Document passage.

● ● ● ●

Wednesday, April 20, 2022

Zelensky and Trump

 A picture is worth a thousand words....

America might re-elect the dumb crook Donald Trump in 2024. If you think, as I do, that Ukrainian President Zelensky is a hero for standing up to Trump's idol, Russian dictator Putin, just look at Zelensky's stare and see what he thinks of the dumb crook Trump.



Sunday, April 10, 2022

Fellow Lebanese: Vote for Total Strangers

1988-1990: Lebanese Christian strongmen, Michel Aoun and Samir Geagea, destroy Christian Beirut in an internecine fratricidal war for dominance over Christian leadership. Aoun is against the Taef Agreement, while Geagea supports it. Aoun is against the Syrian occupation, while Geagea tolerates Syria's occupation of Lebanon.

34 years later....

2021-2022: Lebanese Christian strongmen, Michel Aoun's son-in-law Gebran Bassil and Samir Geagea, are still fighting for dominance over Christian leadership. Aoun now supports the Taef Agreement, while Geagea is now against it. Aoun is a puppet of the Syrian regime, while Geagea is against Syria's interference in Lebanese affairs.

Same people, same politicians (or their sons, daughters, wives, brothers, sons-in-law...), same problems, except the politicians have reversed positions on these problems.

● ● ● ●

Data excerpts.
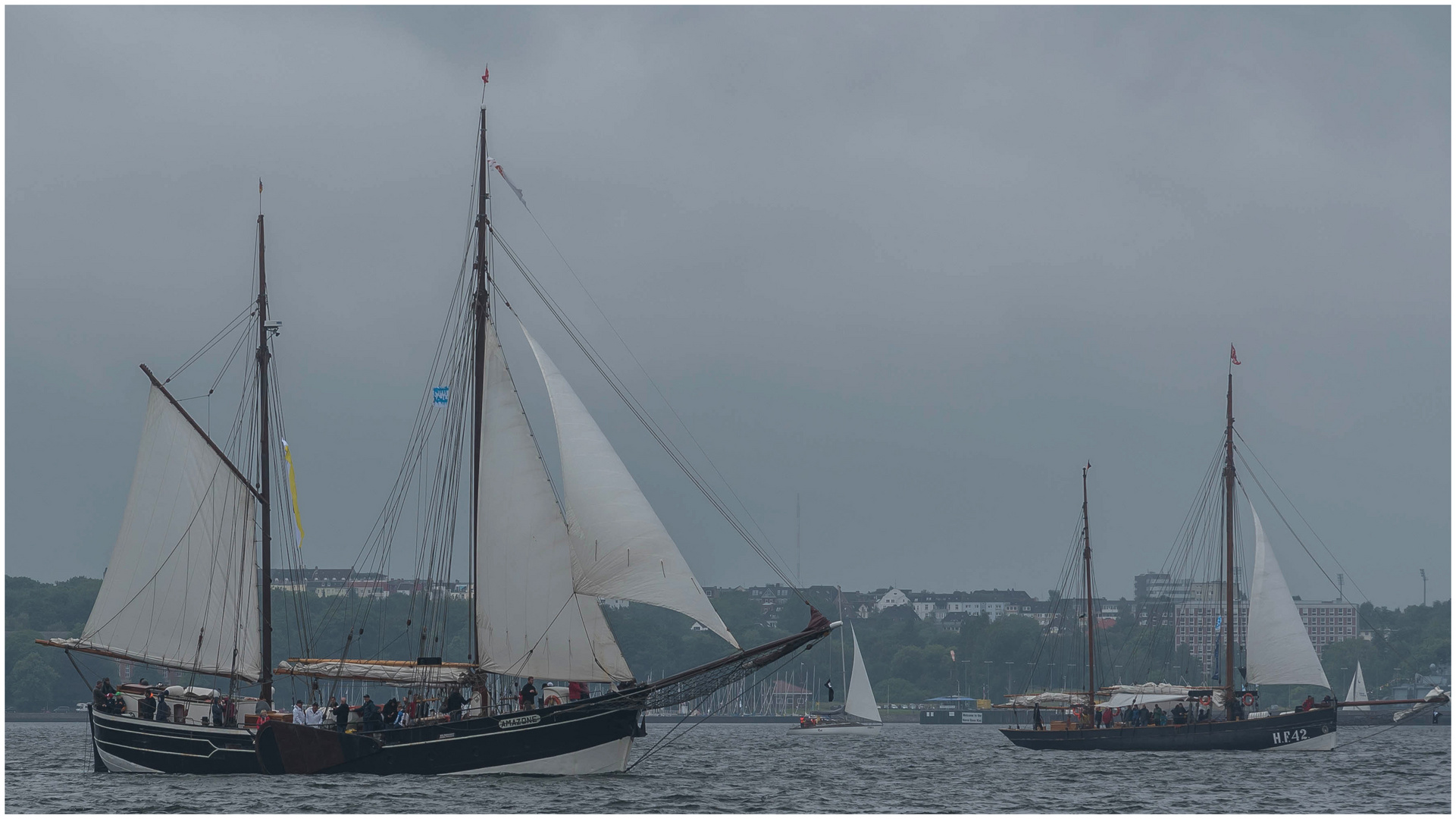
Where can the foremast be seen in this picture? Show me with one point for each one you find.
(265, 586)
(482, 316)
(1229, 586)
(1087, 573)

● ● ● ●

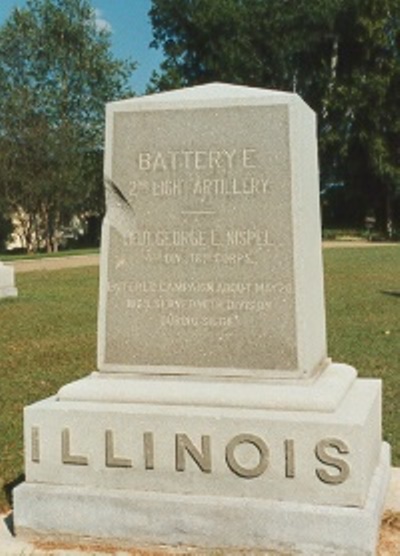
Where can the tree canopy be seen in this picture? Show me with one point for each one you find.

● ● ● ●

What is being asked. Write the next part of the political blog text, starting right after its final sentence about the politicians having reversed positions. The entries were taken from a separate source and are unrelated to the text.

Answer to the problem.
Yet, the Lebanese people, educated though they may be, are essentially uncultured, uncivilized, and hold beliefs from the Bronze Age. At least within the Christian population, people are still divided over Aoun and Geagea - imagine, 34 years later - and over who is pro-Syrian and who is anti-Syrian.

Naturally, the huge waves of emigration and the attachment of expatriate Lebanese to their country of origin, provide some relief from the barbarity and backwardness of the resident Lebanese. The resident Lebanese believe more in miracles, saints, fortune tellers and such other charlatans than in modern ideas from science and societies. They are rude, have no idea what waiting in line is, or what a lane on a road is, they drive like aggressive maniacs, and have little respect for their environment, their roads and streets are littered with garbage, their soil and air are heavily polluted...And they continue to vote for the same politicians who were the warlords that killed and destroyed their country 34 years ago.

On the other hand, expatriates and emigrants learn from their new countries how societies are managed and how governments work. They become cultured and civilized (e.g. they wait in line, are courteous with strangers, drive with respect, obey the law, etc.). They become scientifically literate and bring in new ideas from technology, science, governance, and cultural advances in general. They become more sensitive to issues of racism and sexism. They understand the relationship between a clean environment and their physical and economic health....And they represent the only hope left for the country to emerge from the cesspool of religions and sects and tribes and feudal parties. Which is why their vote, if they are allowed to cast their votes in the upcoming legislative elections, is so important.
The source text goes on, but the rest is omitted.